--- START OF Data listing ---
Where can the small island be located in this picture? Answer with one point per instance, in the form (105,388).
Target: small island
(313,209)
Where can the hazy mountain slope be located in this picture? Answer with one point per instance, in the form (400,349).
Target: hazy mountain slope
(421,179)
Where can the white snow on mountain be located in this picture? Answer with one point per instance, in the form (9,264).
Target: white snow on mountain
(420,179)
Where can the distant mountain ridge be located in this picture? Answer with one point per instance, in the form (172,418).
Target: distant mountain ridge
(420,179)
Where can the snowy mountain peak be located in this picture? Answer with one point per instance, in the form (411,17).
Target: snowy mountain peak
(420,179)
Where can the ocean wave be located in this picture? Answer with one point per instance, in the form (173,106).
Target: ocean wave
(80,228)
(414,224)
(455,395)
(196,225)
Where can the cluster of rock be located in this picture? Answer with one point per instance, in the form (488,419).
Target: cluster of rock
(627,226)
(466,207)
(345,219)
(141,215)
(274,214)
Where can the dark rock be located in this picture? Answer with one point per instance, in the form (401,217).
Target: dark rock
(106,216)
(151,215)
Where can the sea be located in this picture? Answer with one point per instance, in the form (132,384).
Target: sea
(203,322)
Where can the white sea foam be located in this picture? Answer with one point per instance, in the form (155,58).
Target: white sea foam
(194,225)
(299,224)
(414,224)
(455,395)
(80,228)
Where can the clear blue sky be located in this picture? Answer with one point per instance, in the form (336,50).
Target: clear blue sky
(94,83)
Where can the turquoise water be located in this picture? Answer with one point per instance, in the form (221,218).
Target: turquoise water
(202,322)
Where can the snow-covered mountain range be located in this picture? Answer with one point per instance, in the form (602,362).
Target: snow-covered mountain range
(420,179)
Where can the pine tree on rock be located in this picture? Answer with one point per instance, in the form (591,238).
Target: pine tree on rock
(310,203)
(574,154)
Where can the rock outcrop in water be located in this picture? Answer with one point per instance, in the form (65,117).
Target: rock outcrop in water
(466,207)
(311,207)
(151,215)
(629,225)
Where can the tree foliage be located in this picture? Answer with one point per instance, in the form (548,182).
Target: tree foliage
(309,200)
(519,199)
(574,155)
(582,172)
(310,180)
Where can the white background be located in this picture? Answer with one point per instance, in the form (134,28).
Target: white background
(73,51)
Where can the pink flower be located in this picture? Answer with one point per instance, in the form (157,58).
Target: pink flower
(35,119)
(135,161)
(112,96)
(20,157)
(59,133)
--- END OF Data listing ---
Given instruction | Quote the data in full, keeping each word unchanged.

Result of the task |
Where can the small island be located in this picture? Answer with one point per instance, in the form (105,388).
Target: small island
(313,209)
Where can the hazy mountain slope be located in this picture? Answer with one point per instance, in the form (400,349).
Target: hazy mountain slope
(421,179)
Where can the white snow on mountain be located in this picture? Answer with one point per instance, in the form (9,264).
Target: white snow on mountain
(420,179)
Where can the distant mountain ridge be located in this picture? Answer with one point per instance, in the form (172,418).
Target: distant mountain ridge
(420,179)
Where can the snowy mountain peak be located in this picture? Answer with one point per instance, in the form (411,17).
Target: snowy mountain peak
(420,179)
Where can the ocean wave be located in this picture? Answer with one point per instance, in the form (173,106).
Target: ocean wave
(80,228)
(414,224)
(455,395)
(196,225)
Where can the cluster of rock be located in this picture? Answer with one point per instance, in the form (488,419).
Target: cluster of rock
(627,226)
(466,207)
(345,219)
(141,215)
(274,214)
Where can the dark rock be located in this picture? Answer with one point per instance, in the form (401,217).
Target: dark rock
(106,216)
(151,215)
Where can the sea be located in this picture? Answer with one point per instance, in the form (132,384).
Target: sea
(203,322)
Where can the white sea foam be located in this picture? Answer with one point per instance, in the form (155,58).
Target: white sea foam
(194,225)
(299,224)
(414,224)
(455,395)
(80,228)
Where can the clear blue sky be located in this picture? Answer with one point per instance, in the form (336,50).
Target: clear blue sky
(94,83)
Where can the turquoise water be located in this picture? Answer with one point per instance, in the form (221,218).
Target: turquoise water
(202,322)
Where can the snow-covered mountain range be located in this picture? Answer with one point per instance, in the form (602,362).
Target: snow-covered mountain range
(420,179)
Where can the pine tree on rock be located in this picture? Answer with one point per instance, in the form (591,238).
Target: pine tree on rock
(310,203)
(574,154)
Where can the rock outcrop in water be located in this picture? Answer with one point per instance, in the form (65,117).
Target: rock outcrop in water
(466,207)
(311,207)
(151,215)
(629,225)
Where can the tree foliage be located in this picture? Answer with one point per instance, in the form (548,182).
Target: tree foliage
(309,200)
(519,199)
(574,155)
(582,172)
(310,180)
Where can the white background be located in this picture? Answer with one point per instance, in the form (134,28).
Target: white background
(73,51)
Where can the pink flower be located in this picture? Answer with one point per instance, in the form (157,58).
Target: pink flower
(35,119)
(135,161)
(112,96)
(20,157)
(59,133)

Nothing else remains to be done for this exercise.